(Goal): Please count how many lines in the records below contain the string "MULTIPOLYGON", and reply with the number alone.

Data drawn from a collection
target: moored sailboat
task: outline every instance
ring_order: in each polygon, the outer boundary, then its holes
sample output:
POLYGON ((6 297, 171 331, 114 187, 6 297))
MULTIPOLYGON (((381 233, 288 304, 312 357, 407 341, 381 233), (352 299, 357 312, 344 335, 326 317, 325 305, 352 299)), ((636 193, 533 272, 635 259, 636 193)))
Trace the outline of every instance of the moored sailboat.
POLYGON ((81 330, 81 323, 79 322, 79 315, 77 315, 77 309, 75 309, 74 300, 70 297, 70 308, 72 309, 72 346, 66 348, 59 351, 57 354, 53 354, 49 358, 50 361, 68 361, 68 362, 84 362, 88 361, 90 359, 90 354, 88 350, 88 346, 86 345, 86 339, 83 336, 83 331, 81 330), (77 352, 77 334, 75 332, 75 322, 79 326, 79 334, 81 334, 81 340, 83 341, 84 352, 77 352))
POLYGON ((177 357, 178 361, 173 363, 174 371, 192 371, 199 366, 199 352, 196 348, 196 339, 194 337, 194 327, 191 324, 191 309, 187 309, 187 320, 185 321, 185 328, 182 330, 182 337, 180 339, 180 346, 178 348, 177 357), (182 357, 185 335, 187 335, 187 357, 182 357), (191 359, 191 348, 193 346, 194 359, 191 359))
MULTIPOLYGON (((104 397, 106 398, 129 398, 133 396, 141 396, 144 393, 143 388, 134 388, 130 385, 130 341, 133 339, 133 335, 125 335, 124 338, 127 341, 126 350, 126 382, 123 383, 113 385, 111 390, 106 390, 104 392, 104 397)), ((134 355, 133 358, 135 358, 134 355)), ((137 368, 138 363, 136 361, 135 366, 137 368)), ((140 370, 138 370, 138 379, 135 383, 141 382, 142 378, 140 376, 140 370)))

(Result of the task): 2